Direction: Please retype the data below from the line containing "green background, which" through the end, leaving out any pictures.

[Rows start]

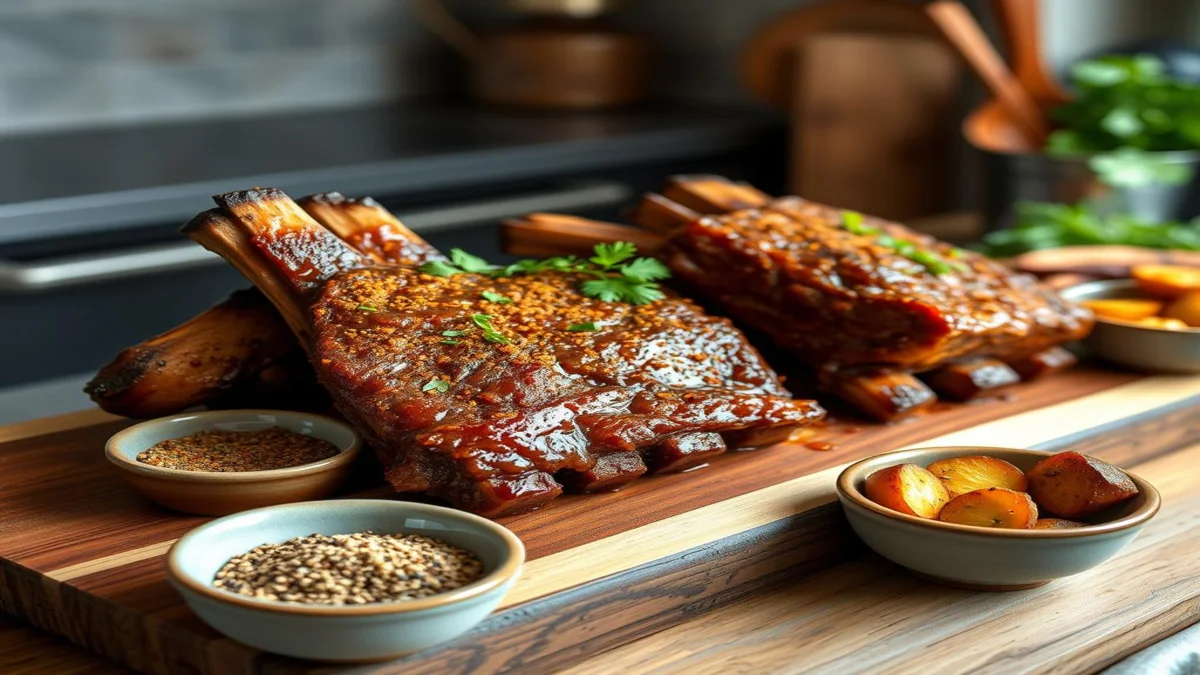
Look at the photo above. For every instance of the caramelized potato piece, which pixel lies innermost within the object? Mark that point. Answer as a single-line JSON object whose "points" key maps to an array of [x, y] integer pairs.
{"points": [[977, 472], [993, 507], [1186, 309], [1162, 323], [1074, 485], [1167, 281], [909, 489], [1123, 310], [1056, 524]]}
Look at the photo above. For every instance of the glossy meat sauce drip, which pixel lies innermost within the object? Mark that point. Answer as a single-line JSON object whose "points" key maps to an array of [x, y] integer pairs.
{"points": [[661, 377]]}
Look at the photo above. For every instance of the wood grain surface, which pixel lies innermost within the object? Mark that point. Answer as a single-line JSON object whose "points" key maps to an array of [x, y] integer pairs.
{"points": [[82, 554]]}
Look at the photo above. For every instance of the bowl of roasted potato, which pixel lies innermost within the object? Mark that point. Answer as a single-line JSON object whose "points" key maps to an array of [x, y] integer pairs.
{"points": [[994, 519], [1150, 322]]}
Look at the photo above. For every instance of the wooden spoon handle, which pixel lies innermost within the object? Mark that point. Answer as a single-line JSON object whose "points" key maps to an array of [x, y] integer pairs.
{"points": [[964, 34], [1020, 23]]}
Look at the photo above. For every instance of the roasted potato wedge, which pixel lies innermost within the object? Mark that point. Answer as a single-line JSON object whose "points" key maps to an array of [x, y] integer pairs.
{"points": [[1073, 485], [991, 507], [977, 472], [1056, 524], [1167, 281], [909, 489], [1186, 309], [1162, 323], [1123, 310]]}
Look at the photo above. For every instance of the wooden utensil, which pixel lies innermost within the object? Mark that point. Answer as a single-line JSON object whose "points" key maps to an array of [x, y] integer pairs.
{"points": [[964, 34], [1021, 28]]}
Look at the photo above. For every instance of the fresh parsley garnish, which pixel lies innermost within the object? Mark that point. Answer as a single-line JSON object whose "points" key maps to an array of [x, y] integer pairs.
{"points": [[619, 275], [485, 323], [437, 384]]}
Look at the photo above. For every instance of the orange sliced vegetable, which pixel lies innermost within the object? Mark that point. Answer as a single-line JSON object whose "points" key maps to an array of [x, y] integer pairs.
{"points": [[991, 507], [909, 489], [975, 472], [1074, 485], [1167, 281], [1123, 310]]}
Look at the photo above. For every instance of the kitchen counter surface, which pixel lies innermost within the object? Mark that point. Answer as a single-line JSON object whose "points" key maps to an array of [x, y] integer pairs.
{"points": [[72, 183], [868, 615]]}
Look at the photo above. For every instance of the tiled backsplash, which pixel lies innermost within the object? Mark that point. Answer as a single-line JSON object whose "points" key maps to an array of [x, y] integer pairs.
{"points": [[71, 63]]}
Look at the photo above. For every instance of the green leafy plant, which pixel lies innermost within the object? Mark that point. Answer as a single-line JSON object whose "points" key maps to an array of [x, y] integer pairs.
{"points": [[1048, 226]]}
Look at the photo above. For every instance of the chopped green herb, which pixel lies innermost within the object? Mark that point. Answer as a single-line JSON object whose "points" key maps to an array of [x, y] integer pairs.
{"points": [[496, 298], [853, 222], [485, 322], [439, 268], [437, 384]]}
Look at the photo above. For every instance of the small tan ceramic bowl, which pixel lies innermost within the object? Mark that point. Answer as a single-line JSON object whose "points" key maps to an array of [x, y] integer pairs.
{"points": [[979, 557], [213, 493]]}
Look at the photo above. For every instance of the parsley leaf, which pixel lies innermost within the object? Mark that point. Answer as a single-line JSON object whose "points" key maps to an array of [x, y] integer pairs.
{"points": [[468, 262], [496, 298], [485, 322], [437, 384], [612, 255], [646, 269], [439, 268]]}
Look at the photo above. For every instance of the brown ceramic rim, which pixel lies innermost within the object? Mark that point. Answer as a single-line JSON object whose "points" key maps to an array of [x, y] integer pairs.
{"points": [[508, 568], [346, 454], [850, 475]]}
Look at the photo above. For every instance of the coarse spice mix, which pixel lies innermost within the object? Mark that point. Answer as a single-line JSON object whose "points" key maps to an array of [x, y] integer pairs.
{"points": [[238, 451], [341, 569]]}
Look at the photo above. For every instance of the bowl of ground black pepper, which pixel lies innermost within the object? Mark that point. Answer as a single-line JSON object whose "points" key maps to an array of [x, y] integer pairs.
{"points": [[217, 463], [346, 580]]}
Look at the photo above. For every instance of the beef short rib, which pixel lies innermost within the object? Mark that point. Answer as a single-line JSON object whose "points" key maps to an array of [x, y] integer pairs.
{"points": [[483, 389]]}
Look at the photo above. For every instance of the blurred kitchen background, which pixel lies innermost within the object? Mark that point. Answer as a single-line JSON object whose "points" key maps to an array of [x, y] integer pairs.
{"points": [[119, 118]]}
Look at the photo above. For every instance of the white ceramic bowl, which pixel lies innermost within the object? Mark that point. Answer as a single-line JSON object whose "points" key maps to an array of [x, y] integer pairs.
{"points": [[979, 557], [219, 493], [348, 633]]}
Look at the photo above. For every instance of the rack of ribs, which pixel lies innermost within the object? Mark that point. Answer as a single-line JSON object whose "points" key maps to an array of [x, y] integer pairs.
{"points": [[241, 352], [499, 419], [865, 303]]}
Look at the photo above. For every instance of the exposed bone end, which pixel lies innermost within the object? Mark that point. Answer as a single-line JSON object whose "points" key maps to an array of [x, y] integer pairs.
{"points": [[659, 214], [611, 471], [885, 395], [555, 234], [192, 363], [1044, 363], [972, 380], [713, 193], [369, 227]]}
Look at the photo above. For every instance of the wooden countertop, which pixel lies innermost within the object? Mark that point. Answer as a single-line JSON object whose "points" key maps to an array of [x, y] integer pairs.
{"points": [[867, 614]]}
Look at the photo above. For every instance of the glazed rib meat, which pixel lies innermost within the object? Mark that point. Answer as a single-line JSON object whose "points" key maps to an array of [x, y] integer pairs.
{"points": [[496, 405], [240, 351], [864, 302]]}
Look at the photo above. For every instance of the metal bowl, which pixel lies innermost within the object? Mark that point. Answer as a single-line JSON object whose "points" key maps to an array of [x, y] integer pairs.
{"points": [[1152, 350]]}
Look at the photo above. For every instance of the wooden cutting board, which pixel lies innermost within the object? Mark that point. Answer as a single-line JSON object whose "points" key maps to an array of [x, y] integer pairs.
{"points": [[81, 555]]}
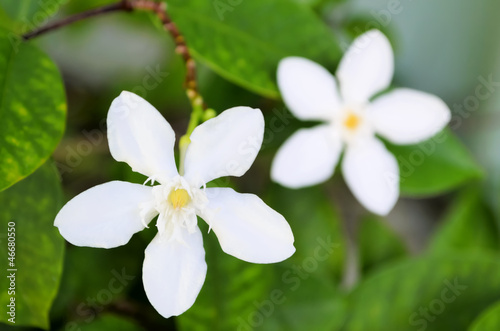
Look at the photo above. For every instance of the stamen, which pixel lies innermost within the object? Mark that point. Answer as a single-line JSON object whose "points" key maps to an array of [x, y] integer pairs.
{"points": [[352, 121], [179, 198]]}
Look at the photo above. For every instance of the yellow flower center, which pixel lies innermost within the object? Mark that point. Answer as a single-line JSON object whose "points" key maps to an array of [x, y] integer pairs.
{"points": [[352, 121], [179, 198]]}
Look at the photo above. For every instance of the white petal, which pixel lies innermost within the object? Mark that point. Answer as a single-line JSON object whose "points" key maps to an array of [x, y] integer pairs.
{"points": [[140, 136], [372, 174], [308, 89], [174, 272], [307, 158], [106, 215], [247, 228], [225, 145], [406, 116], [366, 68]]}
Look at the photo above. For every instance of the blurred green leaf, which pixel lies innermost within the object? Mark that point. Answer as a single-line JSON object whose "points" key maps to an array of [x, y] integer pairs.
{"points": [[32, 204], [435, 166], [468, 225], [233, 290], [243, 41], [109, 322], [378, 244], [433, 293], [32, 108], [316, 225], [31, 13], [306, 303], [489, 320], [93, 278]]}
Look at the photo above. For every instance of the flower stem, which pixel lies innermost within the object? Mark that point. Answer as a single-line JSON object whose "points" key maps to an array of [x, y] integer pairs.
{"points": [[160, 10], [200, 112]]}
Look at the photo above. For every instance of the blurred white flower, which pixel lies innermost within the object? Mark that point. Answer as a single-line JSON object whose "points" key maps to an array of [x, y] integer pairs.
{"points": [[174, 266], [402, 116]]}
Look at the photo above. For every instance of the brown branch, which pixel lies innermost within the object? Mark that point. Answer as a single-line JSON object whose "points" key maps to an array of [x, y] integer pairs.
{"points": [[119, 6], [159, 8]]}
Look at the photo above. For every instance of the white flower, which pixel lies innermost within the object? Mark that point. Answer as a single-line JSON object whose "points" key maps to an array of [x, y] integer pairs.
{"points": [[174, 266], [402, 116]]}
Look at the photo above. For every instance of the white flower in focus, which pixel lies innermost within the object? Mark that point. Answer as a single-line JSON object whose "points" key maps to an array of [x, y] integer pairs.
{"points": [[351, 121], [174, 266]]}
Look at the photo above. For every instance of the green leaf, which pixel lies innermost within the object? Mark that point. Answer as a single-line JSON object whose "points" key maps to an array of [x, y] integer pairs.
{"points": [[489, 320], [315, 223], [31, 13], [433, 293], [435, 166], [108, 322], [32, 109], [243, 41], [378, 244], [32, 205], [233, 290], [241, 295], [468, 225], [306, 303]]}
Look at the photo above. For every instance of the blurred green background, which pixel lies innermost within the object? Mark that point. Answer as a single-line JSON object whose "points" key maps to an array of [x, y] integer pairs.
{"points": [[379, 274]]}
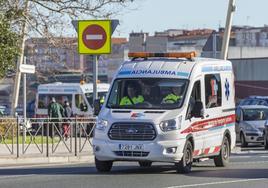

[Rows end]

Result of the exercise:
Look at the photo above. For every instance of the blurred green background, which pixel lies innermost within the object? Mark that point. Answer as a single-line JSON object whose "points" key maps to an array of [x, y] integer pairs.
{"points": [[379, 274]]}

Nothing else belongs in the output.